Problems to work on
a) Please revise the Haitian migration article starting at "Their plan almost" and ending at "boyfriend there, too.", with "boyfriend" swapped for "partner".
b) According to the Haitian migration article, in what year did Lamour move from Haiti to Panama?

Quoted passage
------
Vallerie Stephanie Lamour, 36, said the racism in Panama was so bad, that she was once told she “smelled ugly and Black.” She moved there from Haiti in 2005 after a violent attack at her school, where she saw her cousin get shot in the eye.
Lamour, in Spanish, said for 15 years she tried to make a life for herself, but she struggled to get immigration papers, find work, get out of poverty.
“I couldn’t stay in Panama,” said Lamour, who was abandoned by an ex-boyfriend when she got pregnant with her twin sons. “I couldn’t find help and my children were growing up.”
At a new short-term migrant shelter in Houston, Lamour explained that she finally got a work permit in 2020 — but the pandemic dashed any hopes of finding work to help support her four children. So she and her boyfriend made a decision: come to the United States.
Their plan almost worked.
Last week, she said, they crossed from Mexico into Del Rio, Texas. Border officials apprehended her, her boyfriend and her two 7-year-old twin sons and separated them. Her boyfriend — also from Haiti — was taken to a detention center. Lamour and her sons were let go.
Tears streaming down her face, Lamour explained that without her boyfriend she has nowhere to go. They were headed to New Jersey, where her boyfriend has family, but she said that family won’t accept her without her boyfriend there, too.
“The truth is I don’t know what I’m going to do,” Lamour said. “I never thought I would be in a situation like this, separated from the person that I love.”
Many adults who cross into Texas from Mexico are being detained and deported, like Lamour’s boyfriend, but some families are being released into the U.S. by immigration officials and will face their immigration cases in court several years down the road.
And they’re not all from Central America.
Thousands of Haitian migrants are making their way to the United States, many coming after first living in other countries.
Migration statistics from Panama’s southern border show that more unauthorized Haitians have crossed than any other nationality in 2021 — some 8,600 people through the month of May. Another 1,500 migrants were children of Haitians born in Chile and Brazil.
In the last month, Doctors Without Borders deployed medical and mental health services at the southern border of Panama due to the surge in migrants there, especially people from Haiti, where people are facing sexual assault, robberies, drownings and dehydration.
U.S. Customs and Border Protection doesn’t have a recent count of Haitian migrants crossing, but Jessica Bolter, with the Migration Policy Institute, said numbers from Panama are a good proxy for what we’re seeing at the U.S.-Mexico border.
“There’s definitely a lot of factors that are combining to lead to this increased flow of Haitians at the moment,” said Bolter, who studies African and Haitian migration in the Americas.
“Haitian immigrants and African immigrants as well really do tend to experience systemic racism and discrimination, making it more difficult for them to get hired for jobs, to access housing, to get education,” said Bolter.
------
Input data
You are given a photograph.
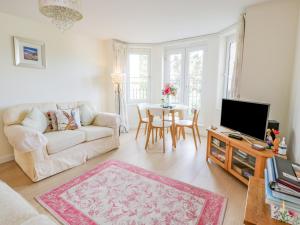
------
Response list
a)
Their plan almost worked.
Last week, she said, they crossed from Mexico into Del Rio, Texas. Border officials apprehended her, her partner and her two 7-year-old twin sons and separated them. Her partner — also from Haiti — was taken to a detention center. Lamour and her sons were let go.
Tears streaming down her face, Lamour explained that without her partner she has nowhere to go. They were headed to New Jersey, where her partner has family, but she said that family won’t accept her without her partner there, too.

b) 2005